### Aim of the exercise
Please continue the forum thread below about buying a 1TB USB hard disk, starting right after its last post.

### Passage given
-- start --
# Purchasing a new 1TB USB Hard Disk



## insaneYLN (Apr 20, 2010)

A big hello to all 

i am contemplating on purchasing a new 1TB USB hard disk but cannot decide which one. i have narrowed down to these

*www.wdc.com/en/products/Products.asp?DriveID=722

OR

*www.seagate.com/www/en-us/products/external/freeagent/freeagent_desk/#tTabContentSpecifications


i am correct in presuming that USB HDDs that come with a dedicated power cable/cord are not advisable?
because a friend of my Dad's had a similar hard disk with its own power cord & due to some electricity/power fault it went "bad" & has malfunctioned since.
Also, recently a friend of mine gave me his USB HDD & i started getting the dreadful 'Delayed Write Failure" popups..

So, i reckon that the USB HDDs i have narrowed down to are purely USB hard disks (no hassle of power cables) 

Another aspect that cannot be avoided is the warranty period, while Seagate gives 5 years, Western Digital provides a 3 year warranty period.

Please help & assist me in making a proper choice (i want my USB HDD to last as long as it can without giving me any sort of problems/hassles)..

if any of you have some other option that i should consider please feel free to notify me.

very, very confused at the moment 

Thanking you all much in advance..


----------



## khmadhu (Apr 20, 2010)

the second link u provided shows 2 TB!. 

compare buffer sizes of both. i think both have 32 mb buffer.

but still seagate rocks becoz of its warranty..

i am having 500GB seagate for 4.3k bought 3 months back.


----------



## ico (Apr 20, 2010)

1TB External Hard Disk *without any external power* cost a bomb. (around 9k)

Max you can go for is 500GB if you don't want any external power.
-- end --
### Data supplied
-- start --
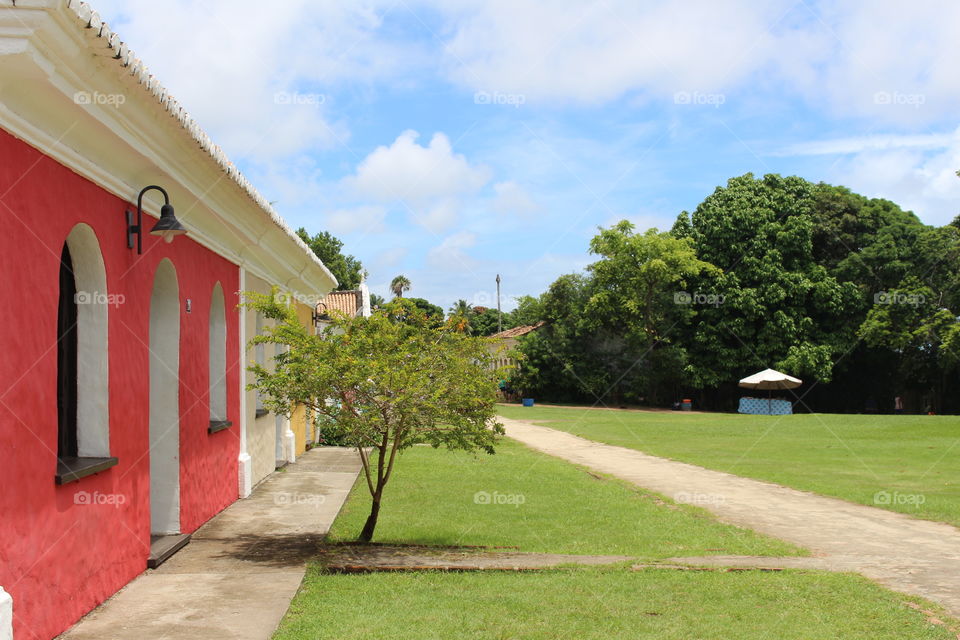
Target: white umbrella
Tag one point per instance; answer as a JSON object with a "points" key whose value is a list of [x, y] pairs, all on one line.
{"points": [[770, 379]]}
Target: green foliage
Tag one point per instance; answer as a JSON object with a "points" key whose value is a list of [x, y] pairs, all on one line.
{"points": [[387, 382], [398, 285], [346, 269]]}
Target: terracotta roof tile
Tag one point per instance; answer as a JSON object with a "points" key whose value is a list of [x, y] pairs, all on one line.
{"points": [[345, 302], [516, 332]]}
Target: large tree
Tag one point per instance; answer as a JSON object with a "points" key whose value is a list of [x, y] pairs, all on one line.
{"points": [[387, 382], [345, 268], [780, 308]]}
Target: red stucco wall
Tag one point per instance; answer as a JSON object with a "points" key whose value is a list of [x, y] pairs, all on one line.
{"points": [[59, 559]]}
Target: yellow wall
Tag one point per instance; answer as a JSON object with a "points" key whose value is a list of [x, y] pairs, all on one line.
{"points": [[298, 419], [262, 431]]}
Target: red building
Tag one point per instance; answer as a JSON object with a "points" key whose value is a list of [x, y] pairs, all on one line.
{"points": [[122, 371]]}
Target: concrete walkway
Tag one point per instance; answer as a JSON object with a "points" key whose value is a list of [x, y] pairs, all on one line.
{"points": [[903, 553], [235, 579]]}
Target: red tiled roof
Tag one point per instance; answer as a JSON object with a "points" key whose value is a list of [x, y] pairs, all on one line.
{"points": [[345, 302], [516, 332]]}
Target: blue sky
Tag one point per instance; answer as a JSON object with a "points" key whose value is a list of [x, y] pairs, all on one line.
{"points": [[451, 141]]}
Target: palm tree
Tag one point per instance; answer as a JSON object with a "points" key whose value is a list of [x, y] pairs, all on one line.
{"points": [[461, 312], [398, 285]]}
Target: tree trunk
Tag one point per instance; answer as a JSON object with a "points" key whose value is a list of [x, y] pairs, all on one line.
{"points": [[367, 534]]}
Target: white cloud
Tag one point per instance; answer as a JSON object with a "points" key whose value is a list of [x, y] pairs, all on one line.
{"points": [[871, 143], [886, 60], [594, 52], [258, 80], [924, 183], [389, 257], [512, 198], [451, 253], [891, 61], [918, 172], [429, 181], [366, 218], [408, 171]]}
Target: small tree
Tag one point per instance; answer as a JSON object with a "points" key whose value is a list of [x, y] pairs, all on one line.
{"points": [[389, 381]]}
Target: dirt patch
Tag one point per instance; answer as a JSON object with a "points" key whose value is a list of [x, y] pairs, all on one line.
{"points": [[362, 558]]}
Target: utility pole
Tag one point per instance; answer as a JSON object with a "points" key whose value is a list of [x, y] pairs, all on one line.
{"points": [[499, 314]]}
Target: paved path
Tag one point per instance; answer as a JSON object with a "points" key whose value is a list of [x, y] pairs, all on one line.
{"points": [[235, 579], [903, 553]]}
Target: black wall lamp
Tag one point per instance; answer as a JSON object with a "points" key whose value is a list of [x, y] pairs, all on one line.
{"points": [[167, 227]]}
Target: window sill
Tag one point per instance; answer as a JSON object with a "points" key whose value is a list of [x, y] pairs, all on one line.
{"points": [[72, 469], [218, 425]]}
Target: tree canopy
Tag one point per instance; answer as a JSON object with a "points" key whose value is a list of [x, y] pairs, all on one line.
{"points": [[854, 295], [387, 382]]}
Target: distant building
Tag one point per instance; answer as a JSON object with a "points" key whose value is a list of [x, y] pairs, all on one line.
{"points": [[352, 303], [507, 340]]}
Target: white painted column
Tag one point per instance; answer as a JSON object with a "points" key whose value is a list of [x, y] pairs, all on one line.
{"points": [[244, 462], [6, 615], [289, 442]]}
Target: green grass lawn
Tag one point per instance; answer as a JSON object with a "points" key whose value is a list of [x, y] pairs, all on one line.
{"points": [[909, 464], [547, 505], [565, 509], [602, 604]]}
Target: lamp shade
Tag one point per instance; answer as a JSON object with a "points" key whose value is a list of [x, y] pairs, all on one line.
{"points": [[168, 227]]}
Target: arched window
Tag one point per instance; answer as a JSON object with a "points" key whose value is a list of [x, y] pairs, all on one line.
{"points": [[83, 416], [218, 362]]}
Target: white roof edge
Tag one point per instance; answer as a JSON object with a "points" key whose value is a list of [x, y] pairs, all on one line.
{"points": [[125, 57]]}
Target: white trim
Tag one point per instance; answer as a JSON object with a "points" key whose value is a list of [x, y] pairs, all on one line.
{"points": [[6, 615], [93, 369], [244, 461], [164, 377], [289, 443], [62, 49], [217, 349]]}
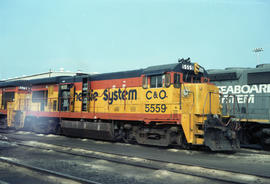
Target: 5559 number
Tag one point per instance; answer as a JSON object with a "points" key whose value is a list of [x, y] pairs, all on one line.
{"points": [[155, 108]]}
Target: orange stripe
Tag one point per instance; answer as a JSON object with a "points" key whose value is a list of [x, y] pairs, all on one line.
{"points": [[108, 116]]}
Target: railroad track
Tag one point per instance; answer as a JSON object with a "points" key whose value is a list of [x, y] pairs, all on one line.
{"points": [[45, 173], [213, 174]]}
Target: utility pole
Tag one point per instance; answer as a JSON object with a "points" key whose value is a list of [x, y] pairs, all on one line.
{"points": [[257, 51]]}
-- end --
### Answer to the problem
And I own a Seagate FreeAgent Go 320GB. Very very satisfied with the performance.


----------



## insaneYLN (Apr 20, 2010)

khmadhu said:


> the second link u provided shows 2 TB!.
> 
> compare buffer sizes of both. i think both have 32 mb buffer.
> 
> ...



When the link launches completely, there is a drop down menu for the *Capacity* option while the *Interface* option remains the same (2.0)


@ *ico*

i understand that they are expensive but great quality does come for great prices, doesn't it? 
my only concern is that i don't want to run to the service centre time & again the moment there is a hardware related issue (electronics getting messed up). hence, i want to go for a purely USB interfaced drive.

my cousin's husband told me that Western Digital should be my choice as the newer batches of Seagate drives (both, internal & external) are problematic.
i do not have evidence to support this audacious claim but i have used Seagate drives (purchased a 500GB SATA 7200.10 internal HDD a year back) & have not encountered a grave issue.

since i am going to pay quite a sum for a dedicated USB HDD, reliability coupled with performance is the need of the hour for me.


----------



## ico (Apr 21, 2010)

insaneYLN said:


> *www.wdc.com/en/products/Products.asp?DriveID=722
> 
> OR
> 
> ...


The *WD Passport 1TB *(1st link) doesn't require external power, but the *Seagate FreeAgent Desk* (2nd link) does. You need to go for *Seagate FreeAgent Go 1TB* if you don't want external power.


----------



## PraKs (Apr 21, 2010)

+1 for WD.

Remember you get home pick & drop of HDD for service.


----------



## insaneYLN (Apr 22, 2010)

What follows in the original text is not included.